Copy the entries word for word, starting at the very first line and ending with the line that contains "[66,144,90,183]".

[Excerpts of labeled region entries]

- - - - - - -

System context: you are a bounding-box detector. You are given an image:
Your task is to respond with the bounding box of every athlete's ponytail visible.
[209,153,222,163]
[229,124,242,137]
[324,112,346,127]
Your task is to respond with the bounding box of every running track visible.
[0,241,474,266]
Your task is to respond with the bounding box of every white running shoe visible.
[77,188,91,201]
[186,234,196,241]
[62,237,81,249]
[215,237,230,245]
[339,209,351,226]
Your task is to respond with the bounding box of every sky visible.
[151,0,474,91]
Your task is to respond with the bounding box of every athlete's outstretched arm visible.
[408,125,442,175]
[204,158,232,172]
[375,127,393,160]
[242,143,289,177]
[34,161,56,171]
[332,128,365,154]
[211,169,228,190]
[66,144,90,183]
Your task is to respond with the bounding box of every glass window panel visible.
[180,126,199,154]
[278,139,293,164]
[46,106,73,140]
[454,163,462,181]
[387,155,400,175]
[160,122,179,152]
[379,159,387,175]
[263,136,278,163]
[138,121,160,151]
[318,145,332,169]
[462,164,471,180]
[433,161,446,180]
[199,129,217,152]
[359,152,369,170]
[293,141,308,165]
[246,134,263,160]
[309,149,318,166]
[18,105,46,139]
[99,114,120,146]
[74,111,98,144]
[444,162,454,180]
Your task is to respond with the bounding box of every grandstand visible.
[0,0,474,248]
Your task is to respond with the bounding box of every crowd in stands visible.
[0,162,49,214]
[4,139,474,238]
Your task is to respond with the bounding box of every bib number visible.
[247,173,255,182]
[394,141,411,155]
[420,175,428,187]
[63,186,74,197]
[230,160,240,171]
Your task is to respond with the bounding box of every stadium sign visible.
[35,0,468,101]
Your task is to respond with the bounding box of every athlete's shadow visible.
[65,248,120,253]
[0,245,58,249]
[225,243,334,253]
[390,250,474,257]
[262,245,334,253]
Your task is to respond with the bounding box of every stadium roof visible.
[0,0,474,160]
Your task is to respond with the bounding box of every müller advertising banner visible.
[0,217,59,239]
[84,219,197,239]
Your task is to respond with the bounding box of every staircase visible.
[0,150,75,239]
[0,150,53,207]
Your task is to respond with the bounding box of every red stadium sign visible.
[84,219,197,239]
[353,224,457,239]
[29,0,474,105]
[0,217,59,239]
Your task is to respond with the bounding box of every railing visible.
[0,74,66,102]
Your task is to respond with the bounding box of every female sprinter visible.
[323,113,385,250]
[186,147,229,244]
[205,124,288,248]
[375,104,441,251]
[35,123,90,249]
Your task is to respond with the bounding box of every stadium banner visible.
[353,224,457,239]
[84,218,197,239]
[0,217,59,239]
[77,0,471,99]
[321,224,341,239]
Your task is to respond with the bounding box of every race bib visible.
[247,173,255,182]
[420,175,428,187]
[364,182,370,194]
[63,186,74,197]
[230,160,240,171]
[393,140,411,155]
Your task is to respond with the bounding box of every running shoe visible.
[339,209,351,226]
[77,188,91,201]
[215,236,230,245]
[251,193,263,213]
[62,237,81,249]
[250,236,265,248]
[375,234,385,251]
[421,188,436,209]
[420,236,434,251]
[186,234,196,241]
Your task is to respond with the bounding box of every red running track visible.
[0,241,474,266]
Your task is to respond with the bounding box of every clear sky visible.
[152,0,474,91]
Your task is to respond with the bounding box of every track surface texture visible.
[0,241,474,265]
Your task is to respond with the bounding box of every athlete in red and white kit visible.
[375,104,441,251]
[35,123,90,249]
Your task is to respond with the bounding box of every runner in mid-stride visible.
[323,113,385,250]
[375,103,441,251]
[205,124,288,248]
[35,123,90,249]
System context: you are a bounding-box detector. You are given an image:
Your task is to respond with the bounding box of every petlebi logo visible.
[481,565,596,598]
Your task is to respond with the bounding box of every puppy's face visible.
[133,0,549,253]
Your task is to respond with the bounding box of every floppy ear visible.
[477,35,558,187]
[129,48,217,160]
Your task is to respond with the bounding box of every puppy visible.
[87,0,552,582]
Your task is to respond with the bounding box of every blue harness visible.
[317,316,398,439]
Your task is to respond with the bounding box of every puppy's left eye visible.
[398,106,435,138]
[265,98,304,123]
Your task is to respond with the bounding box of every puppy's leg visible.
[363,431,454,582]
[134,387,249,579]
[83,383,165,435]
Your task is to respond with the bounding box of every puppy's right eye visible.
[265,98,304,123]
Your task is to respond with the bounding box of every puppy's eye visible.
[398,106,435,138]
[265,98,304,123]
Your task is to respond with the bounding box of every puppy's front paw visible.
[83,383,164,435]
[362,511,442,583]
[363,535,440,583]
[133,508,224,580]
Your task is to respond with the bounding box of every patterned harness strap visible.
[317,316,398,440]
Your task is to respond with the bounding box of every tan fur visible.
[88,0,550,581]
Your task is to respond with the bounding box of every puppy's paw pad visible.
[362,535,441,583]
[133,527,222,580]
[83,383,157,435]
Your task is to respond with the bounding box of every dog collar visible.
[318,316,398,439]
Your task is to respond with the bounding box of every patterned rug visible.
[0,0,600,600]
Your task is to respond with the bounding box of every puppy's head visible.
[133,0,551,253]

- - - - - - -

WRITTEN REPLY
System context: you are a bounding-box detector. You are given an image:
Your task is to respond with the bounding box of every athlete's ponytail visible.
[209,153,222,163]
[229,124,242,137]
[324,112,346,127]
Your task is to respond with the bounding box of every running track visible.
[0,241,474,266]
Your task is to respond with the bounding box of every white running shoe visible.
[77,188,91,201]
[186,234,196,241]
[62,237,81,249]
[215,237,230,245]
[339,209,351,226]
Your task is to respond with the bounding box of every sky visible.
[151,0,474,91]
Your task is to respond with the bounding box of every athlete's outstretched arm visible.
[408,125,442,175]
[204,158,232,172]
[375,127,393,160]
[242,143,289,177]
[34,161,56,171]
[332,128,365,154]
[211,169,228,190]
[66,144,90,183]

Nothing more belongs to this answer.